▶ _WRITTEN INSTRUCTION_
Count the lines below that contain the word "golden", and reply with the number alone.

____

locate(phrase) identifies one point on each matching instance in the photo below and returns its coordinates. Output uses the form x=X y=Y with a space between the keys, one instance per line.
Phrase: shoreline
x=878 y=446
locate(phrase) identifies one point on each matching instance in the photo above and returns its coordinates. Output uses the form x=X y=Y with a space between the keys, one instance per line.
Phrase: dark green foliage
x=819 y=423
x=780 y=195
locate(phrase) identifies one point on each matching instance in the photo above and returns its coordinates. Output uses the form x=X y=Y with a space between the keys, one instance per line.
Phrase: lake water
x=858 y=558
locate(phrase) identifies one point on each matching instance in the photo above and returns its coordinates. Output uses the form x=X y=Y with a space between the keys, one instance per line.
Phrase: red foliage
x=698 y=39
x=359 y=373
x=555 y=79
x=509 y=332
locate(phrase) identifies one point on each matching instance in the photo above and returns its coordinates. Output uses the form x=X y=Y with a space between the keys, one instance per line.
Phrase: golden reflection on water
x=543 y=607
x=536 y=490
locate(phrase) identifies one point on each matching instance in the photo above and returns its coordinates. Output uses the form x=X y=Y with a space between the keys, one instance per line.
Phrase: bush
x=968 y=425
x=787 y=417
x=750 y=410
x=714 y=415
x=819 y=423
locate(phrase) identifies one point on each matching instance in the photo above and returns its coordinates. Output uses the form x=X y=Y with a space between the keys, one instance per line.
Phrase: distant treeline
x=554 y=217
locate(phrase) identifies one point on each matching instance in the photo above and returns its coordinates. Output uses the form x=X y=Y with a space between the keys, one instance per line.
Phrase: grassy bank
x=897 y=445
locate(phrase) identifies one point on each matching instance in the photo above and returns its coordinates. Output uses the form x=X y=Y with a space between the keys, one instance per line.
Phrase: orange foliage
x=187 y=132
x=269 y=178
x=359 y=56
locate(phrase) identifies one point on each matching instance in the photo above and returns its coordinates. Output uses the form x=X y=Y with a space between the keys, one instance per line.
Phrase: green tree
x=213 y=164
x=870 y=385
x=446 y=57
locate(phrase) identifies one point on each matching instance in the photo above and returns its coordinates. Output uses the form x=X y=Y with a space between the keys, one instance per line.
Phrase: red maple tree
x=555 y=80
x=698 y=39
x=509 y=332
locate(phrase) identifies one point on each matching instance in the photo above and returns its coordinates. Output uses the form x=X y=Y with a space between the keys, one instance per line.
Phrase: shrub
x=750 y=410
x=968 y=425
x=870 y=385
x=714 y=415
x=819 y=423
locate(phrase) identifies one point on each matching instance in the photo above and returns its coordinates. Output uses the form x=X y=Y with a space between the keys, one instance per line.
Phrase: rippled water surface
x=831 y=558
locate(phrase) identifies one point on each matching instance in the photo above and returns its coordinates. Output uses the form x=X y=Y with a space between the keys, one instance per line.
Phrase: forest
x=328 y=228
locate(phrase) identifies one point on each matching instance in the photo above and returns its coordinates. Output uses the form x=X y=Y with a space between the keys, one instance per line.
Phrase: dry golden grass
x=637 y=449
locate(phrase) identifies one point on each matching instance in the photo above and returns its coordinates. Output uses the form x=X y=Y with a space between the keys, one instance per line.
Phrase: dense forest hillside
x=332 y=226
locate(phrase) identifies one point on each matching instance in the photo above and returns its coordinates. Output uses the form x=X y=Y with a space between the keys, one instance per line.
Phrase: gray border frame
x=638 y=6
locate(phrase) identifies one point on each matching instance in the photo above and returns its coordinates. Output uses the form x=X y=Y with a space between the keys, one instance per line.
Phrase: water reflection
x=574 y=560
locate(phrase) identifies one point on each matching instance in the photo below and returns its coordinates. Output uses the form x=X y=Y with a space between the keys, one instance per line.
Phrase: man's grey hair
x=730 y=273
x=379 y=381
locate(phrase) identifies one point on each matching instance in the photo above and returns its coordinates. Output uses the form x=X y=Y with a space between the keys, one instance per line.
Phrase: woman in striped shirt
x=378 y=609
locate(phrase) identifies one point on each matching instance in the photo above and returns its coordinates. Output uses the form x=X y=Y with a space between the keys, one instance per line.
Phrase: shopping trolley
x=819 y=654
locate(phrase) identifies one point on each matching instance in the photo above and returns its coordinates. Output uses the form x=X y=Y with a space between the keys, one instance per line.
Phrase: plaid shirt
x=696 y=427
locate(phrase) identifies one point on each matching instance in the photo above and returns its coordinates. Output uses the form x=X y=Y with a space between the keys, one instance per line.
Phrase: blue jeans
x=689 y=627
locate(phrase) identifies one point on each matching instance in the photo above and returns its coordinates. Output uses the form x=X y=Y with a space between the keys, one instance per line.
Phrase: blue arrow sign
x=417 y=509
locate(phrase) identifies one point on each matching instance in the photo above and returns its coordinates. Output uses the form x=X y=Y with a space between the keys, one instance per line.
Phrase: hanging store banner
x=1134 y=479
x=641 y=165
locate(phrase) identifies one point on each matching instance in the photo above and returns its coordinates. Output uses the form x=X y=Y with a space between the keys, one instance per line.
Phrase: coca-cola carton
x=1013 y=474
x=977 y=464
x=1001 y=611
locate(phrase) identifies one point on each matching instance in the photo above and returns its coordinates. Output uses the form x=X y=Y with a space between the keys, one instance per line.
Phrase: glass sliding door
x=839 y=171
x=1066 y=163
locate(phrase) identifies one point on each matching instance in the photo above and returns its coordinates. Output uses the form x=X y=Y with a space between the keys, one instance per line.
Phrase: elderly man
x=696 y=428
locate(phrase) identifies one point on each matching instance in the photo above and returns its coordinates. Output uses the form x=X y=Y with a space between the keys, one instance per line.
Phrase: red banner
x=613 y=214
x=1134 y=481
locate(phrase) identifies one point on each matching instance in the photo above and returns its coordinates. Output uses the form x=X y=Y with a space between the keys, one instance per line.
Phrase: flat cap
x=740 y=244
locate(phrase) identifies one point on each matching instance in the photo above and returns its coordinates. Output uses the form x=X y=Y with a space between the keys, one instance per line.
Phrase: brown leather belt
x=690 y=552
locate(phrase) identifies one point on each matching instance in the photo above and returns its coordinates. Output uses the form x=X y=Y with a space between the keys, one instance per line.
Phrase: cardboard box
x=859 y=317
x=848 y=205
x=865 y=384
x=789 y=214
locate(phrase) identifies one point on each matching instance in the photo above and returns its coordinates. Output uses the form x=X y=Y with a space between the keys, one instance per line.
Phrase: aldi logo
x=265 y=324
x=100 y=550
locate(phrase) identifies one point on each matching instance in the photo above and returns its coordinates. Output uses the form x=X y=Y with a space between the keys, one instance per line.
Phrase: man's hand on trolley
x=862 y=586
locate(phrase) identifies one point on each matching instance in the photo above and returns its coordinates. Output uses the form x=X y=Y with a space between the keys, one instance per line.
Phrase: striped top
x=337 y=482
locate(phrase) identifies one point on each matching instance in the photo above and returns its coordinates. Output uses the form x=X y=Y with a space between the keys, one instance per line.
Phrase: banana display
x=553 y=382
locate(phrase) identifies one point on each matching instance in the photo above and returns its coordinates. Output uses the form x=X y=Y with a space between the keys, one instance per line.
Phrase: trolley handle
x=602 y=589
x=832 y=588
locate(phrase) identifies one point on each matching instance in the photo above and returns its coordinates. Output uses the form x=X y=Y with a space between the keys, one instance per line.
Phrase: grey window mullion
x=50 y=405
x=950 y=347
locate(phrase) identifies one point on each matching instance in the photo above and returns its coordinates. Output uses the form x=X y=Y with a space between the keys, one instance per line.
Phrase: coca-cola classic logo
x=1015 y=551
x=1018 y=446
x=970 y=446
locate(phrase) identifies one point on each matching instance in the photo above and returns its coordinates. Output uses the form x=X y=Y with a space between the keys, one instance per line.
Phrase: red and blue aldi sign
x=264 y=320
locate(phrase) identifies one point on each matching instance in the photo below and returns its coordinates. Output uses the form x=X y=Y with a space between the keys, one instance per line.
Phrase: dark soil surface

____

▶ _CORRECT OUTPUT_
2